- _Work to do_:
Count the lines in the entries below that contain the word "beige", and reply with that number alone.

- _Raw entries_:
-- BEGIN --

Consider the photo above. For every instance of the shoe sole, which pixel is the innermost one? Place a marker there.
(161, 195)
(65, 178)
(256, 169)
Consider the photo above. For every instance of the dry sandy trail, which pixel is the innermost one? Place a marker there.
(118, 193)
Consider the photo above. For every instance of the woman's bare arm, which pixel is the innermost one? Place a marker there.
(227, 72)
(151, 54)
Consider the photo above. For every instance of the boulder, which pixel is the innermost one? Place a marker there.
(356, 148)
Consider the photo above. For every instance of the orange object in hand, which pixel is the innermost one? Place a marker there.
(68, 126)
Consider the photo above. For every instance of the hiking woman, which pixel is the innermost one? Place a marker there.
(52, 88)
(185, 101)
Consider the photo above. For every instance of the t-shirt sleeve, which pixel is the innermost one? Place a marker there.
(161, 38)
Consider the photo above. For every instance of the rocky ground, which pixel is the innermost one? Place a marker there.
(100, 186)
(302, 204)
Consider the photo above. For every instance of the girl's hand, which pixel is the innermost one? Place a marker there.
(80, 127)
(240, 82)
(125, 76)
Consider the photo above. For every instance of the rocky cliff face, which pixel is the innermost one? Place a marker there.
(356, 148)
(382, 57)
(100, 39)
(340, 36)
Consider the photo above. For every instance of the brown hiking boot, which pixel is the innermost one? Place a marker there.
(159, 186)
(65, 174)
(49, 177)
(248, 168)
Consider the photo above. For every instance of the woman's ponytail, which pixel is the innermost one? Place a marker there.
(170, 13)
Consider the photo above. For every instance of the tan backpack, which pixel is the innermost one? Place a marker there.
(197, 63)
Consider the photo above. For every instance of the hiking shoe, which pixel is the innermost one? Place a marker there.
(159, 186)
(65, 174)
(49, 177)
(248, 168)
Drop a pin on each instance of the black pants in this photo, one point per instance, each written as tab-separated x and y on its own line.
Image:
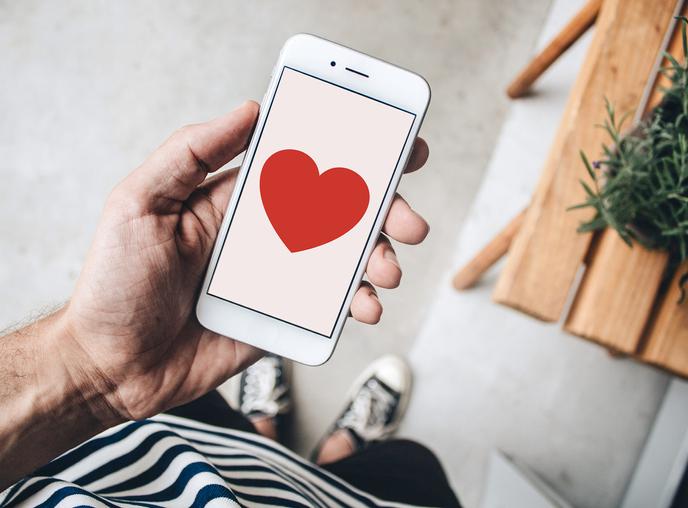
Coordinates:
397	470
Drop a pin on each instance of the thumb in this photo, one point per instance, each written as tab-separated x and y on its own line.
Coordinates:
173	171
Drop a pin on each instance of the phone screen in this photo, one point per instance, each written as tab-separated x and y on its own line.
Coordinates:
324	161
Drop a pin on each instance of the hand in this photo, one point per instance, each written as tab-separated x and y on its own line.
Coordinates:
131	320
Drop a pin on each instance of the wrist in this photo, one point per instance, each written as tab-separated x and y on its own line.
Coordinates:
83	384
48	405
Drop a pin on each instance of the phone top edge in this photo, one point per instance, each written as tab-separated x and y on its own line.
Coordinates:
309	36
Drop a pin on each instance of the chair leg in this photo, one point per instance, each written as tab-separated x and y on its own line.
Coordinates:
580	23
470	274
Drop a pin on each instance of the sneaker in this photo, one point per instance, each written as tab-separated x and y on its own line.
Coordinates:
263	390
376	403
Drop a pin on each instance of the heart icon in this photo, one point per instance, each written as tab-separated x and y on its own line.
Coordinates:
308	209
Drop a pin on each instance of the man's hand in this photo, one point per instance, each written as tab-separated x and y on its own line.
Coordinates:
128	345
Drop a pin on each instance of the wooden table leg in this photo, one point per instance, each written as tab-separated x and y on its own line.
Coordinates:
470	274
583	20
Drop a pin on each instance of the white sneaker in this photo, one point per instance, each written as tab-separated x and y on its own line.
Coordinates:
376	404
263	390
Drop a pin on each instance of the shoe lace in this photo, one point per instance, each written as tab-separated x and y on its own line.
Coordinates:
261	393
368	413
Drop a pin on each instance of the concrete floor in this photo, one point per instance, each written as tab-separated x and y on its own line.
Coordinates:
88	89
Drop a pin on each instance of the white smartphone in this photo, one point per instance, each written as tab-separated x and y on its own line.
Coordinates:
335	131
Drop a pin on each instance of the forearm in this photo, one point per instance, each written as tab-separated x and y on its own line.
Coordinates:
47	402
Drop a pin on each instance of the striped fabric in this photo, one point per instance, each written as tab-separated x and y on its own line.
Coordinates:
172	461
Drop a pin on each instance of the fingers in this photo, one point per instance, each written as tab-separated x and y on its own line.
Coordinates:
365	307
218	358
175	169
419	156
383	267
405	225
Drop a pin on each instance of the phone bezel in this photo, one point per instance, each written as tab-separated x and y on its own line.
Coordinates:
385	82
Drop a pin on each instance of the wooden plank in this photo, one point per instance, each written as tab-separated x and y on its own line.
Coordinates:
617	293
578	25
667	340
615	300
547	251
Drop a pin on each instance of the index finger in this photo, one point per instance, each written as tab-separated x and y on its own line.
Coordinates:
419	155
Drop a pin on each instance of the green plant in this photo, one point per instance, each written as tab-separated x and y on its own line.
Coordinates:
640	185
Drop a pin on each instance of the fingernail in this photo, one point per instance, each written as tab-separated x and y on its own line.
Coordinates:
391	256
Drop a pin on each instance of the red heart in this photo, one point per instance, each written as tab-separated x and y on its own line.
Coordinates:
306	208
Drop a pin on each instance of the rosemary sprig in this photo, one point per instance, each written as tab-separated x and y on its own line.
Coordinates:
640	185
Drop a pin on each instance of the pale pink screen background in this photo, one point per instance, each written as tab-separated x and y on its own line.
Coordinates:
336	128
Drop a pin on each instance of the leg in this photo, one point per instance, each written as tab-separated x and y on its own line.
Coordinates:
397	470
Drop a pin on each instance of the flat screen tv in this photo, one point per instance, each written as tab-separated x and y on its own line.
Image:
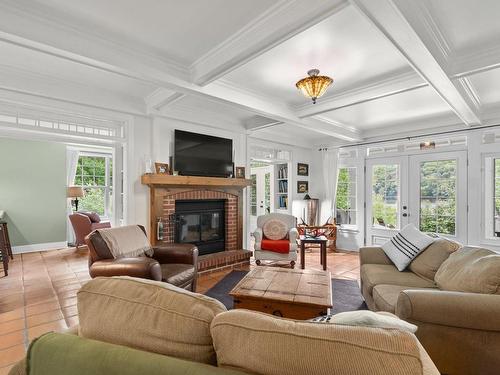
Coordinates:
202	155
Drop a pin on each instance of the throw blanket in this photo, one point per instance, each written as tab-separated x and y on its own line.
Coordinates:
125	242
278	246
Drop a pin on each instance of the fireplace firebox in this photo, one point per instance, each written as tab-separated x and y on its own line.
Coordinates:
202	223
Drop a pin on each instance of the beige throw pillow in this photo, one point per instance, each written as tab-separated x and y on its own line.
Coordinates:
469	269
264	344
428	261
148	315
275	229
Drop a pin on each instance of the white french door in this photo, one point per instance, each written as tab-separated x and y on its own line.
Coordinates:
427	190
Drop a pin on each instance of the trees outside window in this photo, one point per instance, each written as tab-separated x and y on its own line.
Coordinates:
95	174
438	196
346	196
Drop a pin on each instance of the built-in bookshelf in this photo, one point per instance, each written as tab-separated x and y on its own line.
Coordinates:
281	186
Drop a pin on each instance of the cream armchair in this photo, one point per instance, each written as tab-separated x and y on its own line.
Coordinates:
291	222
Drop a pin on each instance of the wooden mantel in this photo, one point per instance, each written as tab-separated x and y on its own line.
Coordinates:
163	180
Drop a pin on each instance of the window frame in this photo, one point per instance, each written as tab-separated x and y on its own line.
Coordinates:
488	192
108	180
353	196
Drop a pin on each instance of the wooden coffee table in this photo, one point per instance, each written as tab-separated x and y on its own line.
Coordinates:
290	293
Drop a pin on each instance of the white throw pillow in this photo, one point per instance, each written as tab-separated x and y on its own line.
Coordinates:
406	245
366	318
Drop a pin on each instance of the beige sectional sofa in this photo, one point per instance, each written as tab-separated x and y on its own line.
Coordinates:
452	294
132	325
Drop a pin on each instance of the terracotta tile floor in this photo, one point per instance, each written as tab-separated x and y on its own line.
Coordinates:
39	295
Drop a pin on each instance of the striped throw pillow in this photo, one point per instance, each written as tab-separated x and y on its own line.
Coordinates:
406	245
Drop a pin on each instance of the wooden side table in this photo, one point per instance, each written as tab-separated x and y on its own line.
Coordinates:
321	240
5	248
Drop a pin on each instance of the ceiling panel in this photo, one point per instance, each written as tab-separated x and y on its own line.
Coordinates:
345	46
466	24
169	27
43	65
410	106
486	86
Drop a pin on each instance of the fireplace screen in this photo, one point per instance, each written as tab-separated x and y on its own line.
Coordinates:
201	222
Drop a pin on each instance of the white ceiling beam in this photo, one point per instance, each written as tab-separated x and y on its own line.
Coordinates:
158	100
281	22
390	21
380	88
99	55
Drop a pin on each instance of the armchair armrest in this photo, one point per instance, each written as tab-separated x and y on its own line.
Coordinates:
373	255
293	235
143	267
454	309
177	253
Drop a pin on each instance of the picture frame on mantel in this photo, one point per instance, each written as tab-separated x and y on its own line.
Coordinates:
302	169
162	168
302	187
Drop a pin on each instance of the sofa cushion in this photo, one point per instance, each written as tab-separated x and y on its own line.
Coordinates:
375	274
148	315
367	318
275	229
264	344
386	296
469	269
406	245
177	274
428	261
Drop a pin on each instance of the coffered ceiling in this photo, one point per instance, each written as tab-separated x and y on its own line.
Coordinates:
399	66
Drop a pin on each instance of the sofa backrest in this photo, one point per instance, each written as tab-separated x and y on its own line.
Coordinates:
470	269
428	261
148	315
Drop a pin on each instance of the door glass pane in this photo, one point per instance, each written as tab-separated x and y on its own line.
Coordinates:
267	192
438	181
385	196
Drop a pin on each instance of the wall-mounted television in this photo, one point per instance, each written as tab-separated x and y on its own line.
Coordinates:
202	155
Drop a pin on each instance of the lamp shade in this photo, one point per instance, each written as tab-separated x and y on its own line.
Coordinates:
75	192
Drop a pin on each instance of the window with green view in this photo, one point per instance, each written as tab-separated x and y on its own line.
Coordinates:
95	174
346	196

-- END --
-- BEGIN --

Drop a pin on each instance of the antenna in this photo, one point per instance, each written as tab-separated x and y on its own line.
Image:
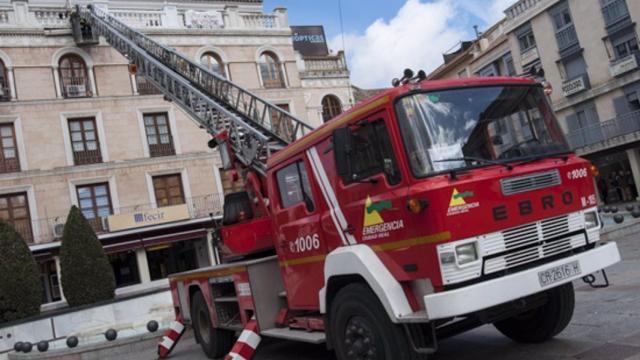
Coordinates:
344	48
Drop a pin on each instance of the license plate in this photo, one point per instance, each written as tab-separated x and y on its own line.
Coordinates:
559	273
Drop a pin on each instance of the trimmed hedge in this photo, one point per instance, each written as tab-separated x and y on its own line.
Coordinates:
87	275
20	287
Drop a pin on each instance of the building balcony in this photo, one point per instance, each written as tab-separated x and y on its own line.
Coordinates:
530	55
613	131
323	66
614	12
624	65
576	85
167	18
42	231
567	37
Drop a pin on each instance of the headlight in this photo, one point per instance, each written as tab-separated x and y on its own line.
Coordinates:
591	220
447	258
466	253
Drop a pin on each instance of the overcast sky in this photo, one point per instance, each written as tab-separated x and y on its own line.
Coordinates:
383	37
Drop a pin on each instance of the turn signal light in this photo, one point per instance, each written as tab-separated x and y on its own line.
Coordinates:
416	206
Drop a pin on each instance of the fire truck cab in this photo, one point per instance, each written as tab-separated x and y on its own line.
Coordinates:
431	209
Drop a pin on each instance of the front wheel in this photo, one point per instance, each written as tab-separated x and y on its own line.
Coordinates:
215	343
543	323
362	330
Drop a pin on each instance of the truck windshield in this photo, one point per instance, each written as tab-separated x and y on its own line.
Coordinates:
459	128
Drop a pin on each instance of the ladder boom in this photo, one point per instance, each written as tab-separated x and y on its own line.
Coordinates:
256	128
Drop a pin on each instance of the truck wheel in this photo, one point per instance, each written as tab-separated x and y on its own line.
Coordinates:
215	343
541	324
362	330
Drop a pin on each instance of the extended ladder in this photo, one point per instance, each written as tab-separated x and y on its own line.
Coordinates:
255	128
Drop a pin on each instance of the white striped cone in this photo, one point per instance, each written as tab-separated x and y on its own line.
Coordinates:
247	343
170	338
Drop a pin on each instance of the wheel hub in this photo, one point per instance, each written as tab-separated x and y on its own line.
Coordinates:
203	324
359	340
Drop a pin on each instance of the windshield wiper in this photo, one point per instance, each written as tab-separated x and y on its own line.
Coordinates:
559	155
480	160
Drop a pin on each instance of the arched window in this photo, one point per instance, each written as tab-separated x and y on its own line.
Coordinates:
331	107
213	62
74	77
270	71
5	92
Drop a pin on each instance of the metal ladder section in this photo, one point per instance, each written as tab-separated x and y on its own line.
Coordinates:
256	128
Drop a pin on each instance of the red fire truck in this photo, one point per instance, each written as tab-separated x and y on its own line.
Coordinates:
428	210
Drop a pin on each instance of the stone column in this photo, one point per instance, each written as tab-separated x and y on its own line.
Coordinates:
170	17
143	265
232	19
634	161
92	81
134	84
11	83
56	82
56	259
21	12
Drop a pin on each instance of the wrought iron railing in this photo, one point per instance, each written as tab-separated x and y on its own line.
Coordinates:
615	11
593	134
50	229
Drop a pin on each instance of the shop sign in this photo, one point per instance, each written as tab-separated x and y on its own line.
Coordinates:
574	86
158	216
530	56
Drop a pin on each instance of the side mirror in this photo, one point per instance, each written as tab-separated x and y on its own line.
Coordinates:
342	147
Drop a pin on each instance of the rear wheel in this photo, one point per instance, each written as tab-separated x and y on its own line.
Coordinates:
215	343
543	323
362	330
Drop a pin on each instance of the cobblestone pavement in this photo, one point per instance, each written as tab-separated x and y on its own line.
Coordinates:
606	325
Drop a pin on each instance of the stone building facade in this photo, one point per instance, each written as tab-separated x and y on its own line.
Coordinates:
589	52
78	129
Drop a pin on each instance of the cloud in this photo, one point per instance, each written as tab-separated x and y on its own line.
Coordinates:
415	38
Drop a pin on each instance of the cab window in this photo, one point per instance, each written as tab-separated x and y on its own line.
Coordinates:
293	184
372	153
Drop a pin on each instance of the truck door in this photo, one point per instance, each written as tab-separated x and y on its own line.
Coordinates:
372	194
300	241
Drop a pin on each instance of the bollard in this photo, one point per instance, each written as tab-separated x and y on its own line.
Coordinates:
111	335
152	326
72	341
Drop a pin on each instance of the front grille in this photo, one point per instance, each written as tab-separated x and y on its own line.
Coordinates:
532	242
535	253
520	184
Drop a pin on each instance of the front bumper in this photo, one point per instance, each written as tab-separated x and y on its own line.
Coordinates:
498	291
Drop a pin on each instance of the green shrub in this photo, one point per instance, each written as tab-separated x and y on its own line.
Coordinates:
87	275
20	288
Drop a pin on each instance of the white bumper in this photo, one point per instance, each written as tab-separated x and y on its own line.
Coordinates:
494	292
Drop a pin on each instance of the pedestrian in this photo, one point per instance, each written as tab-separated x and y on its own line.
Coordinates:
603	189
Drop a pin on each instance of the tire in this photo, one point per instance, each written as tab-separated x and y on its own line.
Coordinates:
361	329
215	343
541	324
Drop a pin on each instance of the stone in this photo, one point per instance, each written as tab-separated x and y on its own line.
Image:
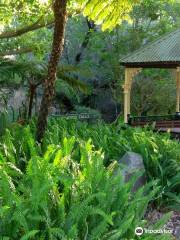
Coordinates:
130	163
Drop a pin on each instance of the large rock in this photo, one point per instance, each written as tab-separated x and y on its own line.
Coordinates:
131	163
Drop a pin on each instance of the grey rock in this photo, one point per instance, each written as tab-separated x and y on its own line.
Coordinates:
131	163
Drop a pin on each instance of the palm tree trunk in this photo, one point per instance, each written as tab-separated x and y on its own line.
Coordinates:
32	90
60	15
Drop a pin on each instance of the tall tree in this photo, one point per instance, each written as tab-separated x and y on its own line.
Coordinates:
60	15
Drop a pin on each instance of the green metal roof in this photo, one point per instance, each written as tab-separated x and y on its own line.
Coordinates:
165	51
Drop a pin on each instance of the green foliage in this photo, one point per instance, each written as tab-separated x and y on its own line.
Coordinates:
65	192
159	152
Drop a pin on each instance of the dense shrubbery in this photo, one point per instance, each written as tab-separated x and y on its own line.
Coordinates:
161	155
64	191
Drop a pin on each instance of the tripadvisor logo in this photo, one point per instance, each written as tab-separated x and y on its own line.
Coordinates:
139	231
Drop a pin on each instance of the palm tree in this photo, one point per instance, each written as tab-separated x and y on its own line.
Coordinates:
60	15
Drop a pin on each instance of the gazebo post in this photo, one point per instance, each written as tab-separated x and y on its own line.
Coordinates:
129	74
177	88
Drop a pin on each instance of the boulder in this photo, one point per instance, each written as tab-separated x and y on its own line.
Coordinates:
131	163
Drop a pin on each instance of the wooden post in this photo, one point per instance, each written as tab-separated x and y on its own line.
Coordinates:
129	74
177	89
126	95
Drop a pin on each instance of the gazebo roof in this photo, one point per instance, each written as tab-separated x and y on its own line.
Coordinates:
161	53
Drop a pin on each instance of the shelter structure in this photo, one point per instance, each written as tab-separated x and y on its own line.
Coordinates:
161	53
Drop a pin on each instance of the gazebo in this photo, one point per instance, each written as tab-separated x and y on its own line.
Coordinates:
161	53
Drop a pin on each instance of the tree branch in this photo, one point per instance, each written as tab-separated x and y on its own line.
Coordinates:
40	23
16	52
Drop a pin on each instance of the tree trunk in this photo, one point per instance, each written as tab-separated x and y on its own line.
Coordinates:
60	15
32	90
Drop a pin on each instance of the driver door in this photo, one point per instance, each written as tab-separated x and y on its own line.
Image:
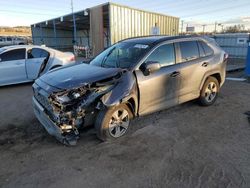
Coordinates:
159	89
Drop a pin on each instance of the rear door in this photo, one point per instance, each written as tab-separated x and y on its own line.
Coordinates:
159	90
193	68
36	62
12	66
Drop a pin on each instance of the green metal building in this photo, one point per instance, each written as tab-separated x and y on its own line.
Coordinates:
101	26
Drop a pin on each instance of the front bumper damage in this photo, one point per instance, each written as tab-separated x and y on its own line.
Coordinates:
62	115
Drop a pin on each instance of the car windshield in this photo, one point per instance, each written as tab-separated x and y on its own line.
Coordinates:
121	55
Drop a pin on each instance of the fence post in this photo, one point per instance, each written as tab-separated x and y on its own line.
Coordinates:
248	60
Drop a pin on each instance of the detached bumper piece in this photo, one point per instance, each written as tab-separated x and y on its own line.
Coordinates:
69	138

-- END --
-- BEGIN --

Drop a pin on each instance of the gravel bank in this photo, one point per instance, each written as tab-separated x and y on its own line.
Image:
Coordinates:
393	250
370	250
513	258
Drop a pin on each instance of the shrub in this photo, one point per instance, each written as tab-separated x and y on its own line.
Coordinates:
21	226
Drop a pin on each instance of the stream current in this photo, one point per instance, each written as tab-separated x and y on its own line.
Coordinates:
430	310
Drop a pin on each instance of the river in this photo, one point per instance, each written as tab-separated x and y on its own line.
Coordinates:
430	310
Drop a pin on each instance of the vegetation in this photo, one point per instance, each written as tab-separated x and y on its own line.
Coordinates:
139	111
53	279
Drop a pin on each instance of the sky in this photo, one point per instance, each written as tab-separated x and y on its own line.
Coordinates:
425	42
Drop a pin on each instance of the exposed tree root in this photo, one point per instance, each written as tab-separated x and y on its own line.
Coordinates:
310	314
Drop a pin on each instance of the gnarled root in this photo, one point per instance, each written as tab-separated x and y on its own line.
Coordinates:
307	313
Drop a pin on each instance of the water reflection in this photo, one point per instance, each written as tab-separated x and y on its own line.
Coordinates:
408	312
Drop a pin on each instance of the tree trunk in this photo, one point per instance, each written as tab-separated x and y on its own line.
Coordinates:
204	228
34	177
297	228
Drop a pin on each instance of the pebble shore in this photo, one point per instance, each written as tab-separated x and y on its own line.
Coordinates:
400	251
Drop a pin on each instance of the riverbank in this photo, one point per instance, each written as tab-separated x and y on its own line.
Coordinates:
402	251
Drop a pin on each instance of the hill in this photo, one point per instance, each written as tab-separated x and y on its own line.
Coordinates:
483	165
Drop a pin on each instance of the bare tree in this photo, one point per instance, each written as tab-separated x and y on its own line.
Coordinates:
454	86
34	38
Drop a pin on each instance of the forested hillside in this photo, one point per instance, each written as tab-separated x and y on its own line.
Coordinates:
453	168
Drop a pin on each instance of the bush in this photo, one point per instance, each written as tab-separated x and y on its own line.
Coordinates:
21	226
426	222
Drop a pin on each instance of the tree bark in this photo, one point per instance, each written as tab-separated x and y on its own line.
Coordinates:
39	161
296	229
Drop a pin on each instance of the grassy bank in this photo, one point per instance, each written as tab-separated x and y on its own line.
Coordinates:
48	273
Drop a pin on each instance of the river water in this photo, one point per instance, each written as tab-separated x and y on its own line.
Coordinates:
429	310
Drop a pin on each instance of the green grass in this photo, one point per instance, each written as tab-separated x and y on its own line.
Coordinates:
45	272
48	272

-- END --

- _The response_:
2